(SOURCE EXTRACT)
[Start of section]

In Nicaragua, just like any other country, it is the rich versus the poor, with a few people in the middle class thrown in. Matagalpa had a higher quantity of middle class than other communities in Nicaragua, but there still was a lot of poverty. Some people lived in shacks while there was a lot of wealth in Matagalpa. The wealth came from families who own some parts of Matagalpa. There is the family that owns the hospital. There is a family that owns a coffee farm that goes back generations. It’s the same way with the pharmacy. These families live well, as opposed to the typical Nicaraguans who rely on gallo pinto for food.
It is a mixed bag, and, from our perspective, some odd traditions dealing for money. For example, if you are a poor Nicaraguan, and somebody hands you your change for something you purchased in cordobas, well, a lot of Nicaraguans do not like change or small coins, so they just throw it in the street and keep on walking. It’s incredibly strange. They hate coins. They don’t want to carry it around. Even when I shared my excess of coins that I collected for the poor, they were not happy to get it. They don’t want coins; they just want cordobas.

[End of section]

(AIM OF THE TASK)
Pick up the passage on wealth and money habits in Matagalpa right after its final sentence and keep writing. The listing has no connection to the passage on wealth and money habits in Matagalpa.

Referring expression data
[Start of section]

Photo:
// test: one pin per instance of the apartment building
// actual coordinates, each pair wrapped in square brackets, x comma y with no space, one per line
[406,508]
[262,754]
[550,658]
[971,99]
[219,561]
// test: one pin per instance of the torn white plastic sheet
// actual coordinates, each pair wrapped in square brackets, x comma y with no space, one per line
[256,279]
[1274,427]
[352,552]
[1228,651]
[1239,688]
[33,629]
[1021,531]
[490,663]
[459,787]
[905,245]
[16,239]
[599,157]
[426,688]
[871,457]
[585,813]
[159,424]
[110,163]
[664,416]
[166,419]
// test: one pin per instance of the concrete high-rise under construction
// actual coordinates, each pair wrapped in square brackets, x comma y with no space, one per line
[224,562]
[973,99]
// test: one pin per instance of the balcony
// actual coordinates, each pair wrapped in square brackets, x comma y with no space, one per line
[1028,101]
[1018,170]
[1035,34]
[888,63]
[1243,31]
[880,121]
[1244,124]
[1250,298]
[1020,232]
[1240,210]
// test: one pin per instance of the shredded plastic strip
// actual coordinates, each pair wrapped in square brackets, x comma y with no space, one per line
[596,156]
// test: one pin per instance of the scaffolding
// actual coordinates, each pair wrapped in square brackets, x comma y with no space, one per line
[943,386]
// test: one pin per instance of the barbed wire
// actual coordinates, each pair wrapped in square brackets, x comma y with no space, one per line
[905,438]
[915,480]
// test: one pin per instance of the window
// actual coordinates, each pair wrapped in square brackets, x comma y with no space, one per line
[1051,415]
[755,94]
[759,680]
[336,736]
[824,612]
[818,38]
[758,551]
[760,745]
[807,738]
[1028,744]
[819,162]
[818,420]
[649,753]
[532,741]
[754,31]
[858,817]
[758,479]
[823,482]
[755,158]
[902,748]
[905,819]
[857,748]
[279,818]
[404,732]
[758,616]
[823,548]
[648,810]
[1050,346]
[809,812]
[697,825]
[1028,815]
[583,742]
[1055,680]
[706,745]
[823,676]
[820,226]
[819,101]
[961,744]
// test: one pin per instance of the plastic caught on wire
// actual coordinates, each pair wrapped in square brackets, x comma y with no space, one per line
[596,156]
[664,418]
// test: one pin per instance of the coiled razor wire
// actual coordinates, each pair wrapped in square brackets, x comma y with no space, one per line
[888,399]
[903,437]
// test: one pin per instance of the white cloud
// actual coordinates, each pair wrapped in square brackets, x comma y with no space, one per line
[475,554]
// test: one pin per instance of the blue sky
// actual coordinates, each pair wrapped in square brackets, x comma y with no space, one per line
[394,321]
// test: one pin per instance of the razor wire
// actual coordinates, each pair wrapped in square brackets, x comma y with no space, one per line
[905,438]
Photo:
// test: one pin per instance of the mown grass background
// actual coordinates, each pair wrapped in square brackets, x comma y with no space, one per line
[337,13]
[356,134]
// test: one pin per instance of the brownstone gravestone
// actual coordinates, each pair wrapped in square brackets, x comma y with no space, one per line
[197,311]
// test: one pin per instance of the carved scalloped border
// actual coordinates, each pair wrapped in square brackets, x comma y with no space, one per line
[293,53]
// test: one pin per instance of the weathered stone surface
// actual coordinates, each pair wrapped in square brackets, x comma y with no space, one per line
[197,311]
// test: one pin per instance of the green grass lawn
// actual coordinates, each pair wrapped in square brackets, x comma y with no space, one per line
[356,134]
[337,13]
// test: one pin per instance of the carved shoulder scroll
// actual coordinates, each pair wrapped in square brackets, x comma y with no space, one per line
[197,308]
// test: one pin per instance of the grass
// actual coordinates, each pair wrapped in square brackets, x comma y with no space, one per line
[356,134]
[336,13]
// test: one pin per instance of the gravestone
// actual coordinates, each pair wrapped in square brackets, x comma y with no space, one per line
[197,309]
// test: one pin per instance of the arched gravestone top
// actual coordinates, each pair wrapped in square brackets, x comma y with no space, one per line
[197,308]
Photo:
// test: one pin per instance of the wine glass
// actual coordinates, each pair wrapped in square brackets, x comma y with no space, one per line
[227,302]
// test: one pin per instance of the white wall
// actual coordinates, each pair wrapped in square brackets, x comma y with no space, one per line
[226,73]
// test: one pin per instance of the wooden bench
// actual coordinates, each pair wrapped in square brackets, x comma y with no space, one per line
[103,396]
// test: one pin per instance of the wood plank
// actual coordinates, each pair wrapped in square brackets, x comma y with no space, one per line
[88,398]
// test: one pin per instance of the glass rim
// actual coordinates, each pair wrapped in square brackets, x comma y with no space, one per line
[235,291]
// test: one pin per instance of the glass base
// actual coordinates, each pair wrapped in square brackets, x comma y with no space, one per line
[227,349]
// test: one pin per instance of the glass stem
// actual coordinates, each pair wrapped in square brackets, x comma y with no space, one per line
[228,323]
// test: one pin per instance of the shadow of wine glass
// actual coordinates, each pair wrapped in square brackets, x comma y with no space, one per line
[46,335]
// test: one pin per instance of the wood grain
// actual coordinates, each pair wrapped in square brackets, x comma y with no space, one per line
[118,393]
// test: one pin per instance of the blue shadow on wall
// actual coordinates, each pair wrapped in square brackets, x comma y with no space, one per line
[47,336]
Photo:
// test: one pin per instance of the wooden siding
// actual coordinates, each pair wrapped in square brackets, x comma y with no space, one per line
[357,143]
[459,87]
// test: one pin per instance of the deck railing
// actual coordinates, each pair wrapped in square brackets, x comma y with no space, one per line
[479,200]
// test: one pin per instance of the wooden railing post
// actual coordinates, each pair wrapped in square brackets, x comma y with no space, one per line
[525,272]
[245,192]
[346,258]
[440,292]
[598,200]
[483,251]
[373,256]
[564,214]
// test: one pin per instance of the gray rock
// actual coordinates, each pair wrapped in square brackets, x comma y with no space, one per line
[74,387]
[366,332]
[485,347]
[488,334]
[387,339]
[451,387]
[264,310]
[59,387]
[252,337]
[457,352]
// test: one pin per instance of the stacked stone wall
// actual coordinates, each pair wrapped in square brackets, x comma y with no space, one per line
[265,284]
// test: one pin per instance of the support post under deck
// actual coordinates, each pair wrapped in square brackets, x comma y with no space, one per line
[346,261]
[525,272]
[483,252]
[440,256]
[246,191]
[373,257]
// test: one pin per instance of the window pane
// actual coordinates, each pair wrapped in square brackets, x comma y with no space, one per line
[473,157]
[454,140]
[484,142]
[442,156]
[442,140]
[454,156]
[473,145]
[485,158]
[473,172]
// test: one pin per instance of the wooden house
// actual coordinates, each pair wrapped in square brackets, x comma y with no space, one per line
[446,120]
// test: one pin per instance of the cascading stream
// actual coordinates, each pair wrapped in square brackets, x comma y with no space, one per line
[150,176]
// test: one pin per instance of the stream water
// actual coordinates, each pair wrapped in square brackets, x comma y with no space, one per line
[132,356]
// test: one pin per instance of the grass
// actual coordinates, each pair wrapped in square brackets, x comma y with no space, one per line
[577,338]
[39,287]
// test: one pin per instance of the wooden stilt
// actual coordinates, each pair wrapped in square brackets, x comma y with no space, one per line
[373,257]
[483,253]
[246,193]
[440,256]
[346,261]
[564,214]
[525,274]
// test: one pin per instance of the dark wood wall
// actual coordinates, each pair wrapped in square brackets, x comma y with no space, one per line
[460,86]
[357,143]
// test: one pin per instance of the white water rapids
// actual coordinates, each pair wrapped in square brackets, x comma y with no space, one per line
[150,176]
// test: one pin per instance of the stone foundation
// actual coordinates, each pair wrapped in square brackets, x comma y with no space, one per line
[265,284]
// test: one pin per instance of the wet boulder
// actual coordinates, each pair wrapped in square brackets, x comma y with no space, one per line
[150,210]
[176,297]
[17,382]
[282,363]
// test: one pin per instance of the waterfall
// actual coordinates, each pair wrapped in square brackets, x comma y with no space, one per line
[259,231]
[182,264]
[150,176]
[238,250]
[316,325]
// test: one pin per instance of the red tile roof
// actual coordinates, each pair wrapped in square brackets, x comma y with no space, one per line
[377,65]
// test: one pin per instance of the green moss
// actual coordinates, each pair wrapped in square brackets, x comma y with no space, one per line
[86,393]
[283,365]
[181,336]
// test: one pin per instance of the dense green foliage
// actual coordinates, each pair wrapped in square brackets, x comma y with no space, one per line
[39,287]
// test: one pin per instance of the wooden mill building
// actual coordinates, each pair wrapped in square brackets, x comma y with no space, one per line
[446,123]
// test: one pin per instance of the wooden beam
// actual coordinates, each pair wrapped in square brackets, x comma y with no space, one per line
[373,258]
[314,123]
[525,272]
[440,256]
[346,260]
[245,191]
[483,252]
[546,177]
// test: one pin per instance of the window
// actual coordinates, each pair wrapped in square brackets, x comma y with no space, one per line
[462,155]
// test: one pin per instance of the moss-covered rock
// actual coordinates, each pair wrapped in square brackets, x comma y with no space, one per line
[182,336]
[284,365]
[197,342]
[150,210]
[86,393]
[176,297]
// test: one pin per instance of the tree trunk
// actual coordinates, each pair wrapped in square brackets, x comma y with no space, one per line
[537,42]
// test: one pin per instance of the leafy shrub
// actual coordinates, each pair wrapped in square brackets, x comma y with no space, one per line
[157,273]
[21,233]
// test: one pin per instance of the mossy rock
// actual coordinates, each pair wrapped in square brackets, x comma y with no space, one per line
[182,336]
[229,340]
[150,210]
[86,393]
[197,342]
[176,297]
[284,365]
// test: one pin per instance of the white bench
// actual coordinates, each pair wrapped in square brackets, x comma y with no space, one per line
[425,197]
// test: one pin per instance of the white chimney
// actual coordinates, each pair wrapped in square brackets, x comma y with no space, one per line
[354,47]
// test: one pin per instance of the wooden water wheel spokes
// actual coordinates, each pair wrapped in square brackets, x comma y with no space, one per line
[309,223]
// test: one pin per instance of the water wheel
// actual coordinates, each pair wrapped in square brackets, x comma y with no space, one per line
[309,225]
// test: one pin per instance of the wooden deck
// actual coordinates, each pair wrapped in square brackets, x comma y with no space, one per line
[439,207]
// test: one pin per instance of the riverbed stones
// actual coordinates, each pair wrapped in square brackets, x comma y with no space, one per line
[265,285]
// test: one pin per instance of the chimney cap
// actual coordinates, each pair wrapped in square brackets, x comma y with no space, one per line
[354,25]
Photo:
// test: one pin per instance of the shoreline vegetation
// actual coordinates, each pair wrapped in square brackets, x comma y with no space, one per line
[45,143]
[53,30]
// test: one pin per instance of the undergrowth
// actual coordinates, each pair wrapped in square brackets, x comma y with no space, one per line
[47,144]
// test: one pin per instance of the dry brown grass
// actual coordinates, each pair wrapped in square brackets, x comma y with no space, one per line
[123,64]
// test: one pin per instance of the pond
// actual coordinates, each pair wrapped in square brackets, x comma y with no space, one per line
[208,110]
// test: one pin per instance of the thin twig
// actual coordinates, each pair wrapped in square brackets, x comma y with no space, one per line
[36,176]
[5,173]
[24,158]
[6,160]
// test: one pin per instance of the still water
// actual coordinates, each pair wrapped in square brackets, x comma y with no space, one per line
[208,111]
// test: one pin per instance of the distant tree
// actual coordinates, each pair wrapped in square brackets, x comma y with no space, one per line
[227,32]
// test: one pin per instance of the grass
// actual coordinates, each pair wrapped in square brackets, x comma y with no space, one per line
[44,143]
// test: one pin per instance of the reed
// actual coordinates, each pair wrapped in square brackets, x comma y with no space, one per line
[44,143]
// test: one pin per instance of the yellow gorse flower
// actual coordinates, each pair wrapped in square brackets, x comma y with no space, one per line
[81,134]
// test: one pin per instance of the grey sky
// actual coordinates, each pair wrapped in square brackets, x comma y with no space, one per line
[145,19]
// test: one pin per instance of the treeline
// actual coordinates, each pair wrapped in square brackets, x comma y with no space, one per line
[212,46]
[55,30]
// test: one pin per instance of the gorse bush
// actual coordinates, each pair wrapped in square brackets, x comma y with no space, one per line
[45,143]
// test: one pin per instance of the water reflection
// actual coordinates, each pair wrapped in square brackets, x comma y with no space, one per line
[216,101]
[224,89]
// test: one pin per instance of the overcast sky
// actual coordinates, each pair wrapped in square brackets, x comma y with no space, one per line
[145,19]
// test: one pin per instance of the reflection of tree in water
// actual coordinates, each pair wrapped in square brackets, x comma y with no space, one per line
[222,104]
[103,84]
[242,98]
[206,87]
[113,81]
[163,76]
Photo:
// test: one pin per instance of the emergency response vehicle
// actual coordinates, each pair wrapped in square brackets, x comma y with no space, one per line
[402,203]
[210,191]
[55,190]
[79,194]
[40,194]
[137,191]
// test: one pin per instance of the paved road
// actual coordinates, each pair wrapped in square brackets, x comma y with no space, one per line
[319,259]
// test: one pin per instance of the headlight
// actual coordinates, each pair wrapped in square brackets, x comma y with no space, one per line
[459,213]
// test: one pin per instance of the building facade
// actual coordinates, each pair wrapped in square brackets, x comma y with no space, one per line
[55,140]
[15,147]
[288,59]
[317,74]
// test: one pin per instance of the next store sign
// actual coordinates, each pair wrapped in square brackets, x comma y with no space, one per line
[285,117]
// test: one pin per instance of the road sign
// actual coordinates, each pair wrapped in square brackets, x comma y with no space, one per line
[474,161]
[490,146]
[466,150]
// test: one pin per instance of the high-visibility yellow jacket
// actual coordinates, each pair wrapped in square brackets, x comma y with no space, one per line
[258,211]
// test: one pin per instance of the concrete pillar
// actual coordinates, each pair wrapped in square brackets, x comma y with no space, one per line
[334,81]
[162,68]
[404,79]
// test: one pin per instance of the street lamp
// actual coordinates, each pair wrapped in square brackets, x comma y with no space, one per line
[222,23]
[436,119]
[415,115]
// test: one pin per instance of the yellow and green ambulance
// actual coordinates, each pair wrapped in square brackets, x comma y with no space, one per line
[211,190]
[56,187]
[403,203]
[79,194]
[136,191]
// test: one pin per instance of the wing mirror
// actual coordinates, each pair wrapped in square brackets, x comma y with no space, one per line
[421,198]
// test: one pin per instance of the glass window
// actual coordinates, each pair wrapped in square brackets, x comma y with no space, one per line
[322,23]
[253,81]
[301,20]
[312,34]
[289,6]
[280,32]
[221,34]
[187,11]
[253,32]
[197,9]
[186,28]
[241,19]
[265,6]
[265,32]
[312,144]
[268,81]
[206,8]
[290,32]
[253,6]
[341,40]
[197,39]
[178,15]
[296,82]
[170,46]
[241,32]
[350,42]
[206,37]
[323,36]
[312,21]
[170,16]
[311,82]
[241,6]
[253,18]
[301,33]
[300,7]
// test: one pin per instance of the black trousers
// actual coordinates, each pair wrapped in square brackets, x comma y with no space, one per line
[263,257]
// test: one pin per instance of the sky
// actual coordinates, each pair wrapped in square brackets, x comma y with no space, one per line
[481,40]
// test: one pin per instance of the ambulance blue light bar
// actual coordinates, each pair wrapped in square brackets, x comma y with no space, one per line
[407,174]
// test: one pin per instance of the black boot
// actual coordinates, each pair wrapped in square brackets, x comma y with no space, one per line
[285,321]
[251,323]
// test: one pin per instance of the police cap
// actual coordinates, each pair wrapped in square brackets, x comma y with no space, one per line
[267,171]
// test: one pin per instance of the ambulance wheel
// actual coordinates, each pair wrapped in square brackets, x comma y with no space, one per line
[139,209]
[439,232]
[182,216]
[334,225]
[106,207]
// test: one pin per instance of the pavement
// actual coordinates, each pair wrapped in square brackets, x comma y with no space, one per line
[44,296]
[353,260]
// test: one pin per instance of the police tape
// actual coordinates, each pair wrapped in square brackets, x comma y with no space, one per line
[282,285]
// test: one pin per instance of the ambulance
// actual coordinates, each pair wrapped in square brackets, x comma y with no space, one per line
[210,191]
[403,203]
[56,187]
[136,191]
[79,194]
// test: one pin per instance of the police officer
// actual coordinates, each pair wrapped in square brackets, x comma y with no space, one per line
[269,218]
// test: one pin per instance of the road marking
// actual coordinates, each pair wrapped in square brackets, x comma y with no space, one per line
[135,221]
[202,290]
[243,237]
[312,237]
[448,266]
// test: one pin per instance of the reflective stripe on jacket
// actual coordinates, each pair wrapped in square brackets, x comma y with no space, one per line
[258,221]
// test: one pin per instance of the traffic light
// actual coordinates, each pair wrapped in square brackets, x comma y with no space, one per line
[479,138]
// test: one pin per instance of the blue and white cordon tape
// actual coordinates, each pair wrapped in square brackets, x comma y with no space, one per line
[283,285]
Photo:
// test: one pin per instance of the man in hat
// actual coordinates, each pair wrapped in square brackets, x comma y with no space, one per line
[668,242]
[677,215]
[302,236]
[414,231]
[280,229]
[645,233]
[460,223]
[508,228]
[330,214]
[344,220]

[End of section]

(ANSWER AREA)
The standard of living amongst the expats is as good as you can make it. Everybody has a different budget and is willing to pay a different price for their living accommodations, whether purchased or rented. You get what you pay for and you get what you put in as far as effort in looking for a place. A lot of the places up for rent are long standing family properties that they decided to rent out to make income. The structures are either well taken care of and the people are gracious or they’re not well taken care of. But if you really did your homework and you really worked at trying to find a place, your standard of living can be really excellent compared to the US as far as comfort and size of the space that you want. Overall, it’s just different. It’s a simpler life. How do you compare apples and oranges, except they’re both fruits?
For example, in Nicaragua, you don’t have screened in windows and air-conditioning, but on the other hand, the home your in is pleasant, it’s well painted, it’s decorated nicely, or it isn’t. What you get, whether you decide to rent or buy, depends on what you put in looking for it. If you are in hurry to rent something, you might not be as careful and might end up at something where you will only stay for three months and then move on to something else. That will change your standard of living because you will have to accept what you just found.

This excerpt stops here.